[READING TEXT — start]
Hamid Reza Hassanzadeh et al. [
28] put forward a new pipeline approach for predicting the survival chances of cancer patients. The proposed technique used graph-based semisupervised learning Laplacian support vector machines. This approach was used to predict the survival of kidney cancer (KIRC) and neuroblastoma (NB) patients. It comprised four steps. The first is preprocessing, in which data are analyzed and stored in feature metrics. The second step involves feature extraction, in which overfitting problems are removed. In the third, different models are trained. The final step is the adoption of a generalization strategy to check and give weight to each model according to its accuracy. This pipeline approach was compared to supervised SVM and produced more accurate results.
Jiande Wu et al. [
29] proposed the use of different machine learning algorithms for the classification of triple-negative breast cancer from nontriple negative breast cancer. For this purpose, RNA-sequencing gene expression data were downloaded from TCGA for 110 triple-negative breast cancer samples and 992 nontriple negative samples. The applied machine learning classification models were SVM, KNN, Naïve Bayes (NB), and DT. Because of the high dimensions of the data, before classification, an extra step, named feature selection, was performed to obtain the most relevant features. The accuracies of the classification task were 90%, 87%, 85%, and 87%, respectively. It is clear from the results that SVM performed better than the other approaches.
[READING TEXT — finish]
Can you update the passage on machine learning for cancer from "Jiande Wu et" to "the other approaches.", putting "RNA-seq" in place of "RNA-sequencing"?
[INFORMATION PROVIDED — start]
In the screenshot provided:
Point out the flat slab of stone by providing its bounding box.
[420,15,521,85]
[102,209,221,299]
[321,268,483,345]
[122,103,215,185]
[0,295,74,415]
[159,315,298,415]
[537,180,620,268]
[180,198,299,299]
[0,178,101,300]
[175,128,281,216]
[INFORMATION PROVIDED — finish]
> _WRITTEN ANSWER_:
Jiande Wu et al. [
29] proposed the use of different machine learning algorithms for the classification of triple-negative breast cancer from nontriple negative breast cancer. For this purpose, RNA-seq gene expression data were downloaded from TCGA for 110 triple-negative breast cancer samples and 992 nontriple negative samples. The applied machine learning classification models were SVM, KNN, Naïve Bayes (NB), and DT. Because of the high dimensions of the data, before classification, an extra step, named feature selection, was performed to obtain the most relevant features. The accuracies of the classification task were 90%, 87%, 85%, and 87%, respectively. It is clear from the results that SVM performed better than the other approaches.